What is expected ▸ Extract each line of the material below that contains the string "positive".
◇ ◇ ◇ ◇ ◇
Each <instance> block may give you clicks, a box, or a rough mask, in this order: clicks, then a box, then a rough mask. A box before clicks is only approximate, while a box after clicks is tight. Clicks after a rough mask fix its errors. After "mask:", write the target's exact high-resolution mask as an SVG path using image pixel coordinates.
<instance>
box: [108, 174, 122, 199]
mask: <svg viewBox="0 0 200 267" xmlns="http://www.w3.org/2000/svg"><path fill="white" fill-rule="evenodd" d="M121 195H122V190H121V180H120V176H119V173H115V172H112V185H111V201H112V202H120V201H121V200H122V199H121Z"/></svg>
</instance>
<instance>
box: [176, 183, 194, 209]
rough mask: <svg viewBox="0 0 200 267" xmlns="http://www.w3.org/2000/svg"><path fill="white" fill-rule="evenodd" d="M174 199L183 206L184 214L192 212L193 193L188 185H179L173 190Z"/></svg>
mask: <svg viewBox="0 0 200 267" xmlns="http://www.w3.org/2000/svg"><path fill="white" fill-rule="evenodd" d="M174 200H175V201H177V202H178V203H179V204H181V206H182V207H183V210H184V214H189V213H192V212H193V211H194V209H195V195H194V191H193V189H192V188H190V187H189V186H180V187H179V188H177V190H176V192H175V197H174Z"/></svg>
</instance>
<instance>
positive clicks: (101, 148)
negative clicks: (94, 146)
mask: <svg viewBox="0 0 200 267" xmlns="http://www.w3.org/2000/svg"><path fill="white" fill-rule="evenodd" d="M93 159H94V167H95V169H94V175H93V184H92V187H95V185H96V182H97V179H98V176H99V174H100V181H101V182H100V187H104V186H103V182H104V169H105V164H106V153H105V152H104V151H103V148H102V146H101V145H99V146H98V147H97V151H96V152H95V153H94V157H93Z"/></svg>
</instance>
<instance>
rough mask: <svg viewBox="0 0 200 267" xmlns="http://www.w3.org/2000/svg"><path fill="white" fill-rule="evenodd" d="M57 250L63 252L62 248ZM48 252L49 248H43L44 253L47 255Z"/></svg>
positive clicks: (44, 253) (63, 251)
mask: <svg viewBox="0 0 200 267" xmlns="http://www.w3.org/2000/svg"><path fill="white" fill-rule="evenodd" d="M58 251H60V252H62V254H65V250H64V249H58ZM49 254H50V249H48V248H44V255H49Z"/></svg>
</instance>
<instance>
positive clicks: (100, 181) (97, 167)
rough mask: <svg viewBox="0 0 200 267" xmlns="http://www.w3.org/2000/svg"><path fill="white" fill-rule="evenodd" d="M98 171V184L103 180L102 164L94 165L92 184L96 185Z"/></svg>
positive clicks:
◇ ◇ ◇ ◇ ◇
Output of the task ▸
positive clicks: (101, 148)
positive clicks: (44, 253) (63, 251)
positive clicks: (100, 181) (97, 167)
positive clicks:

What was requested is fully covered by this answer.